TASK ITEM >> Look through the entries below and extract exactly the lines from the one containing "Segment driver's sunglasses" through the one containing "Segment car's wire", ends included.

** Opening INPUT DATA block **

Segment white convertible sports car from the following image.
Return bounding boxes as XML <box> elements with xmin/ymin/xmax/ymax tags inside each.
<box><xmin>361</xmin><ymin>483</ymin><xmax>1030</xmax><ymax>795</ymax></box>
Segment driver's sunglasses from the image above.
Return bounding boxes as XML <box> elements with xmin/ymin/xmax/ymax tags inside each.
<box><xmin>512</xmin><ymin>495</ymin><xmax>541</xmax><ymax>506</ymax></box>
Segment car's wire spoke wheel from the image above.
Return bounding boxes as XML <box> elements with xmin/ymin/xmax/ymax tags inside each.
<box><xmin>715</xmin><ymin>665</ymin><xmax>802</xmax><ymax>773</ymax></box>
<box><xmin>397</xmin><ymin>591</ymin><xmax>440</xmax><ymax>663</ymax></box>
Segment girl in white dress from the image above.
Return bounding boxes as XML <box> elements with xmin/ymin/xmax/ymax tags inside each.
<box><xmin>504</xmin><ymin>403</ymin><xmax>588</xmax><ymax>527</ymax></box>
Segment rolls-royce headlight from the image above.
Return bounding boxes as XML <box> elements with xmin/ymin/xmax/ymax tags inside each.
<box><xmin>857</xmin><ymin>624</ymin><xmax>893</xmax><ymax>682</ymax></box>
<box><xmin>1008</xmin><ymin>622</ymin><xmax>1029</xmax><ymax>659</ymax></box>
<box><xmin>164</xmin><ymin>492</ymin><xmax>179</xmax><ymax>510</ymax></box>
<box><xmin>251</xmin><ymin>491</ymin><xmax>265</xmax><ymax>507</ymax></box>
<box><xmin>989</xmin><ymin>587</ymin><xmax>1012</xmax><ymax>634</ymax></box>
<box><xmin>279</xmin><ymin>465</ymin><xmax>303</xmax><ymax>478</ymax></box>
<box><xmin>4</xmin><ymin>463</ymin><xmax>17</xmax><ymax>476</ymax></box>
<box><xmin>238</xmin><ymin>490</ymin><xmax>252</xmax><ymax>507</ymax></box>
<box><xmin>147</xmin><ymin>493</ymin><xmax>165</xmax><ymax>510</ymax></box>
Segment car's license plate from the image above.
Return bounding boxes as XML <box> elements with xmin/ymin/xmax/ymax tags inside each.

** Closing INPUT DATA block **

EXERCISE RESULT >>
Segment driver's sunglasses from the image above.
Return bounding boxes as XML <box> elements with xmin/ymin/xmax/ymax tags inside each.
<box><xmin>512</xmin><ymin>495</ymin><xmax>541</xmax><ymax>506</ymax></box>
Segment car's wire spoke wheel from the image above.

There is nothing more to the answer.